▸ **INSTRUCTIONS TO FOLLOW**:
Rewrite every line of the records below, replacing "point out" with "show" and changing nothing else. Omit the pictures from your answer.

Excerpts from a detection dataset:
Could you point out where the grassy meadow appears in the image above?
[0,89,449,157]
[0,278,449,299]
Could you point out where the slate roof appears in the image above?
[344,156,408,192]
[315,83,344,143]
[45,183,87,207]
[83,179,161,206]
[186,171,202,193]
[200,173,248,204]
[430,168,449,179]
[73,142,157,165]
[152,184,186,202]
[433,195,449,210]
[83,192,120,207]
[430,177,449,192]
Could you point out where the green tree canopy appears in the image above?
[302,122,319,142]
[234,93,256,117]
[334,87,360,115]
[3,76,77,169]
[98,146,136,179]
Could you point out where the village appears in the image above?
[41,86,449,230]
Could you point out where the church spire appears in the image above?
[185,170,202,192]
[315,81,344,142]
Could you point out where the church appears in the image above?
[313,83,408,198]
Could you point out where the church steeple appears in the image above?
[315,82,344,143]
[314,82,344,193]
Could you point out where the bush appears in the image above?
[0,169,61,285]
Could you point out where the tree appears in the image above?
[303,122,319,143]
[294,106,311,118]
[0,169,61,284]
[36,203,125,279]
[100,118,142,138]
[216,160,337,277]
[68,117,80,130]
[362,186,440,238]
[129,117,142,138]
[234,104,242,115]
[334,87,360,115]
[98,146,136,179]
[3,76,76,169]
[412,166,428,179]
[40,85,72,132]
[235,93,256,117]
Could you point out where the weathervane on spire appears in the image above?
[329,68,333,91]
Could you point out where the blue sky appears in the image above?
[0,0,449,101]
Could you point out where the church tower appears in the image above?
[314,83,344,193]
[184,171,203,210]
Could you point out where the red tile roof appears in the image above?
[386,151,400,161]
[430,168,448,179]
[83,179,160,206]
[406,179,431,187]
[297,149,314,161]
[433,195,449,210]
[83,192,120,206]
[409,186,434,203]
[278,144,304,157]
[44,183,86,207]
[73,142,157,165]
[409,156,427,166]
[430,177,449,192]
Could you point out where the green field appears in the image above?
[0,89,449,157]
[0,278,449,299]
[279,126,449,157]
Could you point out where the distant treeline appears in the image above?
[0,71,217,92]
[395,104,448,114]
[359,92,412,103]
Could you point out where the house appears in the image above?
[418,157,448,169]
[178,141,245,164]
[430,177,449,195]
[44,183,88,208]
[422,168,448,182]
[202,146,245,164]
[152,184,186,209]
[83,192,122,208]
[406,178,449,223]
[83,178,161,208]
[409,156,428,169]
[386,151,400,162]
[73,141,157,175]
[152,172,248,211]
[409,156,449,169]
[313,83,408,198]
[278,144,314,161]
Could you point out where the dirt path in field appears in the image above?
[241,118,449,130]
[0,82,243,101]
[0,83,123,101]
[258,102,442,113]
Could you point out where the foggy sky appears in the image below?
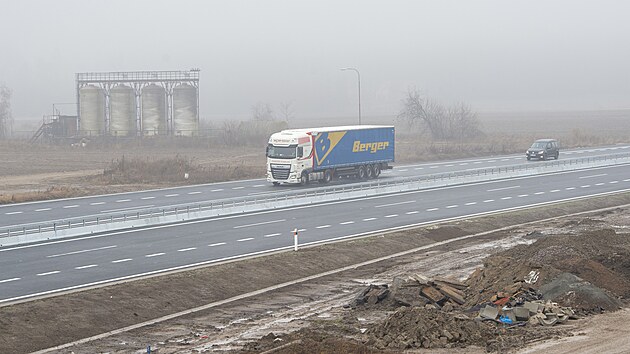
[0,0,630,121]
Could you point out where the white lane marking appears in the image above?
[99,204,155,213]
[177,247,197,252]
[486,186,521,192]
[233,219,287,229]
[0,278,22,283]
[374,200,416,208]
[145,252,166,258]
[74,264,98,270]
[578,173,608,179]
[46,245,118,258]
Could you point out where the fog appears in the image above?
[0,0,630,122]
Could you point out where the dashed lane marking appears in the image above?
[74,264,98,270]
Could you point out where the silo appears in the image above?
[141,85,166,135]
[173,84,199,136]
[79,85,105,136]
[109,85,136,136]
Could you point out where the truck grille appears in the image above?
[271,165,291,179]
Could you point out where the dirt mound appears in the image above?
[466,229,630,313]
[368,307,495,350]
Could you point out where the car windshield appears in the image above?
[267,144,297,159]
[530,141,547,149]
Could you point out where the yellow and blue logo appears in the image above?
[315,132,346,165]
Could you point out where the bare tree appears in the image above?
[0,85,13,139]
[397,89,481,140]
[252,102,275,122]
[280,102,295,123]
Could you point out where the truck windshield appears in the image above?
[267,144,296,159]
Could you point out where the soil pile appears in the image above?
[465,229,630,314]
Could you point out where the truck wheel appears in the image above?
[357,166,365,179]
[300,172,309,186]
[365,165,374,179]
[374,164,381,178]
[322,170,332,183]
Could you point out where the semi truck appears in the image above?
[267,125,394,186]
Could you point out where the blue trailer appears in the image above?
[267,125,395,185]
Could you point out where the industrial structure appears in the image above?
[76,69,199,137]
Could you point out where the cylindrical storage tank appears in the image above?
[109,85,136,136]
[141,85,166,136]
[79,86,105,136]
[173,84,199,136]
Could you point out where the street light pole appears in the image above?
[341,68,361,125]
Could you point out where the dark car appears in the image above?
[525,139,560,160]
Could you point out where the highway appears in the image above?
[0,145,630,228]
[0,161,630,304]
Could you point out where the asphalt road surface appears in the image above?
[0,145,630,228]
[0,162,630,303]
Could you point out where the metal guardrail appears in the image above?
[0,152,630,239]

▸ **ANSWER TO THIS PROBLEM**:
Could you show where the grassy meadow appears in the image above?
[0,89,449,157]
[0,278,449,299]
Could you show where the slate roof appears in the image above?
[344,156,408,192]
[315,83,344,143]
[45,183,87,207]
[83,179,161,206]
[186,171,202,193]
[200,173,248,204]
[430,168,449,179]
[73,142,157,165]
[152,184,186,202]
[433,195,449,210]
[83,192,120,207]
[430,177,449,192]
Could you show where the green tree canopy appears in the image above?
[302,122,319,142]
[234,93,256,117]
[334,87,360,115]
[3,76,77,169]
[98,146,136,179]
Could you show where the village appears in the image above?
[41,86,449,230]
Could you show where the church spire appears in the image above?
[185,170,202,192]
[315,81,344,142]
Could you show where the church appears in the image above?
[313,83,408,198]
Could you show where the church steeple appears in the image above?
[315,82,344,143]
[314,82,344,193]
Could you show where the bush appears in the image above?
[0,169,61,285]
Could you show where the tree appears in the image above?
[303,122,319,143]
[294,106,311,118]
[0,169,61,284]
[36,203,125,279]
[100,118,142,138]
[216,160,337,277]
[68,117,80,130]
[362,186,440,238]
[129,117,142,138]
[234,104,242,115]
[334,87,360,115]
[98,146,136,179]
[3,76,76,169]
[412,166,428,179]
[40,85,72,132]
[235,93,256,117]
Could you show where the weathervane on spire appears in the image above?
[329,68,333,91]
Could you show where the blue sky appears in the image above?
[0,0,449,101]
Could you show where the church tower appears in the image above?
[314,83,344,193]
[184,171,203,210]
Could you show where the red tile roof appears in the image above?
[386,151,400,161]
[430,168,448,179]
[83,179,160,206]
[406,179,431,187]
[297,149,314,161]
[433,195,449,210]
[83,192,120,206]
[409,186,434,203]
[278,144,304,157]
[44,183,86,207]
[73,142,157,165]
[409,156,427,166]
[430,177,449,192]
Could you show where the green field appears in the image above?
[0,89,449,157]
[0,278,449,299]
[279,126,449,157]
Could you show where the distant treeline appears in the image above?
[0,71,217,92]
[395,104,448,114]
[359,92,412,103]
Could you show where the house appears in the image above?
[418,157,448,169]
[178,141,245,164]
[430,177,449,195]
[44,183,88,208]
[422,168,448,182]
[202,146,245,164]
[152,184,186,209]
[83,192,122,208]
[406,178,449,223]
[83,178,161,208]
[409,156,428,169]
[386,151,400,162]
[73,141,157,175]
[152,172,248,211]
[409,156,449,169]
[313,83,408,198]
[278,144,314,161]
Could you show where the dirt path in field appears in the image above?
[241,118,449,130]
[0,82,243,101]
[0,83,123,101]
[258,102,442,113]
Could you show where the foggy sky appears in the image below?
[0,0,630,121]
Could you show where the white lane marking appears in the image above?
[99,204,155,213]
[177,247,197,252]
[486,186,521,192]
[233,219,287,229]
[0,278,22,283]
[374,200,416,208]
[145,252,166,258]
[74,264,98,270]
[578,173,608,179]
[46,245,118,258]
Could you show where the fog appears in the image above?
[0,0,630,122]
Could you show where the dashed lane marking appears in the image above?
[74,264,98,270]
Could you show where the silo appears in the image above?
[141,85,166,135]
[173,84,199,136]
[79,85,105,136]
[109,85,136,136]
Could you show where the truck grille appears in the image above?
[271,165,291,179]
Could you show where the dirt mound appears in the image above?
[466,229,630,313]
[368,307,495,350]
Could you show where the car windshield appears in the image above?
[267,144,297,159]
[530,141,547,149]
Could you show where the yellow and blue logo appears in the image above?
[315,132,346,165]
Could you show where the bare tree appears in the image above?
[0,85,13,139]
[397,89,481,140]
[252,102,275,122]
[280,102,295,123]
Could you show where the truck windshield appears in the image above?
[267,144,296,159]
Could you show where the soil pile appears in the image above?
[465,229,630,314]
Could you show where the truck wheel appears in the image above?
[357,166,365,179]
[300,172,309,186]
[365,165,374,179]
[374,164,381,178]
[322,170,332,183]
Could you show where the semi truck appears in the image above?
[267,125,394,186]
Could you show where the blue trailer appears in the image above?
[267,125,395,185]
Could you show where the industrial structure appears in the image above?
[76,69,199,137]
Could you show where the cylindrical storage tank appears in the image above?
[109,85,136,136]
[141,85,166,136]
[79,86,105,136]
[173,84,199,136]
Could you show where the street light pole appears in the image above?
[341,68,361,125]
Could you show where the dark car appears in the image above?
[525,139,560,160]
Could you show where the highway appears in the image above?
[0,145,630,228]
[0,161,630,304]
Could you show where the asphalt road surface appears in the image above?
[0,145,630,228]
[0,162,630,303]
Could you show where the metal guardrail appears in the image above?
[0,152,630,239]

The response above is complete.